# ENTRIES SUPPLIED

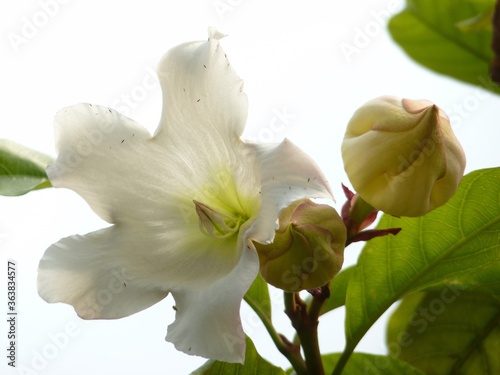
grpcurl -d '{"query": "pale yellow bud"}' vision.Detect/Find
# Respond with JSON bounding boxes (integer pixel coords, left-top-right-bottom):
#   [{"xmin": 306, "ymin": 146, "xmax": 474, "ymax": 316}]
[
  {"xmin": 342, "ymin": 96, "xmax": 465, "ymax": 216},
  {"xmin": 255, "ymin": 199, "xmax": 346, "ymax": 292}
]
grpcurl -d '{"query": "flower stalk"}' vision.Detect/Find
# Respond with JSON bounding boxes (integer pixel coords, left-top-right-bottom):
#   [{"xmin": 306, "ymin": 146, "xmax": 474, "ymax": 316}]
[{"xmin": 284, "ymin": 292, "xmax": 329, "ymax": 375}]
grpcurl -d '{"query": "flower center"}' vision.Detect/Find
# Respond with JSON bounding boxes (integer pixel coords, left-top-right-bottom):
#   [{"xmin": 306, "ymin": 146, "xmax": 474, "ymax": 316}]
[{"xmin": 193, "ymin": 200, "xmax": 246, "ymax": 239}]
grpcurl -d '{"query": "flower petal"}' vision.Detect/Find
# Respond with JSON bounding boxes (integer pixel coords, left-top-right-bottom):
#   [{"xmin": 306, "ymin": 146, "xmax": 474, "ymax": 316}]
[
  {"xmin": 155, "ymin": 28, "xmax": 248, "ymax": 154},
  {"xmin": 166, "ymin": 235, "xmax": 259, "ymax": 363},
  {"xmin": 47, "ymin": 104, "xmax": 179, "ymax": 223},
  {"xmin": 38, "ymin": 227, "xmax": 168, "ymax": 319},
  {"xmin": 249, "ymin": 139, "xmax": 333, "ymax": 243}
]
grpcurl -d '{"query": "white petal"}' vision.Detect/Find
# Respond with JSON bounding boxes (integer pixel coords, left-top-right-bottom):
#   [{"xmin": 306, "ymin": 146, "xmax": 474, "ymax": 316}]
[
  {"xmin": 249, "ymin": 139, "xmax": 333, "ymax": 243},
  {"xmin": 166, "ymin": 238, "xmax": 259, "ymax": 363},
  {"xmin": 151, "ymin": 29, "xmax": 247, "ymax": 159},
  {"xmin": 47, "ymin": 104, "xmax": 182, "ymax": 222},
  {"xmin": 38, "ymin": 228, "xmax": 168, "ymax": 319}
]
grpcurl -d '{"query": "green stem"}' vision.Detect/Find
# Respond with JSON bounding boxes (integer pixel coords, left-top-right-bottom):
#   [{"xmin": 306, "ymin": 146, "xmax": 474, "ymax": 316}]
[
  {"xmin": 244, "ymin": 296, "xmax": 307, "ymax": 375},
  {"xmin": 285, "ymin": 292, "xmax": 325, "ymax": 375}
]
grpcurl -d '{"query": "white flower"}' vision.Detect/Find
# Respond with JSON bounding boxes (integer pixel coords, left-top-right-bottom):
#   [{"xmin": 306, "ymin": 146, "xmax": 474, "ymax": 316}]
[{"xmin": 38, "ymin": 29, "xmax": 331, "ymax": 362}]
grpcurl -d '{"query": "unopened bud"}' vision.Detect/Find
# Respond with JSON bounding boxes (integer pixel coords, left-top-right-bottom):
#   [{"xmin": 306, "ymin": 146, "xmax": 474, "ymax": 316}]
[
  {"xmin": 342, "ymin": 96, "xmax": 465, "ymax": 216},
  {"xmin": 255, "ymin": 199, "xmax": 346, "ymax": 292}
]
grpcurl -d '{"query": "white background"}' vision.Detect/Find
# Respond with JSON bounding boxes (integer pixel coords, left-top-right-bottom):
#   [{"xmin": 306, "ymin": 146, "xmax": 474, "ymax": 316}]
[{"xmin": 0, "ymin": 0, "xmax": 500, "ymax": 375}]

# GIVEN EXERCISE
Report how many lines of the entries above contain the string "flower", treating uppercase and lowercase as different. Reply with the number alone.

# SOLUTION TO THIS EXERCISE
4